# Passage shown
------------------------------
Here are the textual descriptions, and some of the resulting images:

Draw a large oval first. Then draw two small circles in the center of the oval one on the right and the other on the left side of the oval. On the bottom of the oval draw two long legs with human feet. Also on the bottom of the oval draw two arms with a human hand between each leg and eye.

Draw a big black circle for the body.
Draw 2 smaller white circles for the eyes.
On the right side of the body, use thick lines to draw 1 arm and 1 leg.
Use thin lines to draw fingers for the arm.
Use Smaller circle shapes to shape heel, foot and toes.
Use Paintbrush to fill in gaps on the foot.
Use pencil to color in white toes.
Copy the arm and the leg, paste and flip to the other side of the body.

Draw a circular body first, then add two legs, then the arms next to the legs. Next, I draw two eyes (which are just plain circles inside the circle) and then color it all in black.
------------------------------
# Records provided
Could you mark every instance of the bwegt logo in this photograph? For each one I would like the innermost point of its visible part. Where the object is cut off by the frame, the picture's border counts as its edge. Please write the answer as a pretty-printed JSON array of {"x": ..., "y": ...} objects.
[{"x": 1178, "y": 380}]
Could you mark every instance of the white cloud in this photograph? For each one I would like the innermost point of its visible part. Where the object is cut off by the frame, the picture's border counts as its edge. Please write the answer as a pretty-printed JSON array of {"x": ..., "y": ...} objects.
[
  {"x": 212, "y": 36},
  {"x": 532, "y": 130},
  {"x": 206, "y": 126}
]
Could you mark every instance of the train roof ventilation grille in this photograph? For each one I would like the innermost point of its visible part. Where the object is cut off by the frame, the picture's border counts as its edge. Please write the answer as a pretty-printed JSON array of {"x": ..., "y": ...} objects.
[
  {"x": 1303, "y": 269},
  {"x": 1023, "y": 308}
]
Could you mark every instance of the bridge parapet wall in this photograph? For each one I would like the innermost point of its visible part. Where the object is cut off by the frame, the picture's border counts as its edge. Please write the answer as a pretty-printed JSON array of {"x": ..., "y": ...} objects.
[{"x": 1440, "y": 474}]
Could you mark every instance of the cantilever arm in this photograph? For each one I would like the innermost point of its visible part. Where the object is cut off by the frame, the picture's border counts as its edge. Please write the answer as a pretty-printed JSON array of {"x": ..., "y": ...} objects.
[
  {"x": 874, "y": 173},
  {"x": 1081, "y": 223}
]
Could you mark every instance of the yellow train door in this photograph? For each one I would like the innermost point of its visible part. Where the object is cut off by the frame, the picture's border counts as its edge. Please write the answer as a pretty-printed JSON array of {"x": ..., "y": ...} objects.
------------------------------
# Task
In the drawing descriptions, which tool is used to fill in gaps on the foot?

# Response
The paintbrush.